• [TASK OBJECTIVE]
Copy the records below, substituting "contour" for each occurrence of "outline" and leaving everything else unchanged.
### SUPPLIED ENTRIES
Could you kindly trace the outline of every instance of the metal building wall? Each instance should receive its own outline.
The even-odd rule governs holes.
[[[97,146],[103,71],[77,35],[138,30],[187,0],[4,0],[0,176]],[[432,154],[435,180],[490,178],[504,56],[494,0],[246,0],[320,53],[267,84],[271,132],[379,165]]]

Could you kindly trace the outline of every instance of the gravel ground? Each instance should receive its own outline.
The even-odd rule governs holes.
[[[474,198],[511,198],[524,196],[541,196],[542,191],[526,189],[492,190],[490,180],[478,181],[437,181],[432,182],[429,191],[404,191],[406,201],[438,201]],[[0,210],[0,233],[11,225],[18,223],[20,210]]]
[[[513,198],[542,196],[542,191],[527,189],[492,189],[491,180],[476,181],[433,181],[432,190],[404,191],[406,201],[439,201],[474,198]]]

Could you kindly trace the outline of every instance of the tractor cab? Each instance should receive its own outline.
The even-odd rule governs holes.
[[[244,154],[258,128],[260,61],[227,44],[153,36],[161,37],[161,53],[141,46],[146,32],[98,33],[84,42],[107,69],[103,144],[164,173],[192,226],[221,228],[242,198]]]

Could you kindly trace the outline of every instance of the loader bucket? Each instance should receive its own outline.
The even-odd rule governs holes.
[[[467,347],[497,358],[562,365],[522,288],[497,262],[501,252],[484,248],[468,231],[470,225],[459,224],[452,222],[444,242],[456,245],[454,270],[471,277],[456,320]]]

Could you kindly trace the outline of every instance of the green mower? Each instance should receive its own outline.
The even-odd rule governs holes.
######
• [TASK OUTPUT]
Could you kindly trace the contour of every instance of the metal building wall? Each instance should receive its own contour.
The even-odd rule governs holes.
[[[97,146],[103,71],[77,35],[138,30],[187,0],[4,0],[0,176]],[[432,154],[435,180],[490,178],[504,56],[494,0],[246,0],[320,53],[267,84],[271,132],[379,165]]]

Could you kindly trace the contour of every instance of the gravel ground? Each instance should receive its own contour.
The even-odd rule governs holes.
[[[474,198],[511,198],[524,196],[541,196],[542,191],[526,189],[492,190],[490,180],[478,181],[437,181],[432,182],[429,191],[404,191],[406,201],[438,201]],[[0,210],[0,233],[11,225],[18,223],[20,210]]]
[[[513,198],[542,196],[542,191],[527,189],[492,189],[491,180],[476,181],[433,181],[432,190],[404,191],[406,201],[439,201],[474,198]]]

Could you kindly trace the contour of every instance of the tractor cab? Each instance should receive its own contour.
The even-odd rule governs holes.
[[[244,154],[258,128],[260,61],[227,44],[153,36],[161,37],[161,53],[141,46],[146,32],[98,33],[84,42],[107,69],[103,144],[164,173],[192,226],[221,228],[242,198]]]

Could you kindly trace the contour of every instance of the loader bucket? Each instance should receive its own contour.
The even-odd rule governs holes.
[[[467,347],[497,358],[562,365],[522,288],[497,262],[501,252],[484,248],[468,231],[470,225],[459,224],[452,222],[444,242],[456,245],[454,270],[471,277],[456,320]]]

Could you kindly trace the contour of every instance of the green mower? Each instance should receive its own contour.
The even-odd rule governs holes.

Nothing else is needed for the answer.